TASK DIRECTIONS
Return every line of the listing that contains the string "woman", keeping in mind that case counts.
---- RECORDED DATA
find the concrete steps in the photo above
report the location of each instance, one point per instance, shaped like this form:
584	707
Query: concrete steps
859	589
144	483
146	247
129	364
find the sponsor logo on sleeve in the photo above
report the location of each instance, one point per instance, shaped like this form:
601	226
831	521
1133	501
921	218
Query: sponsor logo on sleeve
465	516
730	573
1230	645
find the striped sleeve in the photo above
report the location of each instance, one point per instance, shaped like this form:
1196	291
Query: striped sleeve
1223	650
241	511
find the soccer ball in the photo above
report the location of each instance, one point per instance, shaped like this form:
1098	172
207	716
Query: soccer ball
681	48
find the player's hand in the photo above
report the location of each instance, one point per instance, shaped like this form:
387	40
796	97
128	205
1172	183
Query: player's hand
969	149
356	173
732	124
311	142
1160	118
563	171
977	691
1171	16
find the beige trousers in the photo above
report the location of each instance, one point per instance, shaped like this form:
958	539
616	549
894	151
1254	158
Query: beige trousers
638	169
--------
---- RECORDED DATA
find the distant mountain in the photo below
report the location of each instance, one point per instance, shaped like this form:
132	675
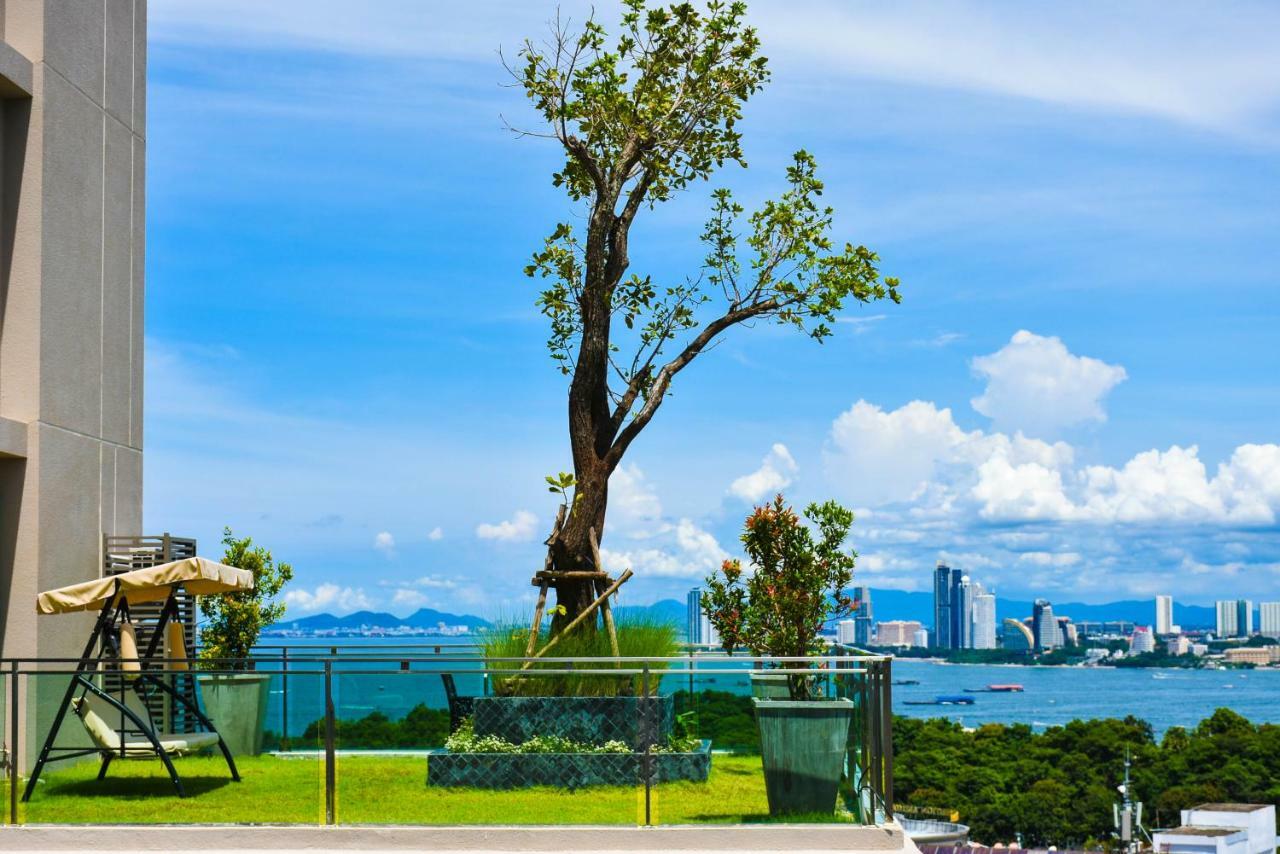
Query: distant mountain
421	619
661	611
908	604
--------
---- RECORDED DATA
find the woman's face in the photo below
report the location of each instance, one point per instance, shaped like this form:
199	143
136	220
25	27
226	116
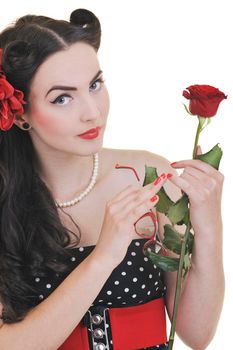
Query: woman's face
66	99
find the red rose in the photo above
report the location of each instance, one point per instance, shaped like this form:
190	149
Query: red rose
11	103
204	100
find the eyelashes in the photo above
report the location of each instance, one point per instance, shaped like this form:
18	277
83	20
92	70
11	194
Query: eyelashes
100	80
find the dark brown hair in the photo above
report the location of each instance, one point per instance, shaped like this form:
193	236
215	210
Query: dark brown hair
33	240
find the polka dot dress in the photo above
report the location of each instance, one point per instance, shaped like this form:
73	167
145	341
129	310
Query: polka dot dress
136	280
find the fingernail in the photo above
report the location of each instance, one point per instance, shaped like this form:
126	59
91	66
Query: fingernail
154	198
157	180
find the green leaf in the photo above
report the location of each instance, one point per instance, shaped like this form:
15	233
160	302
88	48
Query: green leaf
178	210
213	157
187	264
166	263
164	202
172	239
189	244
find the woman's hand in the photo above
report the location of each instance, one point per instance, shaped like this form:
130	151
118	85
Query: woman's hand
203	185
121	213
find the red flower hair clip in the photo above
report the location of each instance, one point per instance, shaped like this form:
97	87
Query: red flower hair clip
--------
ANSWER TO THIS TASK
find the woman's face in the photo below
Query: woman's face
find the woman's hand in the photo above
Query: woman's hand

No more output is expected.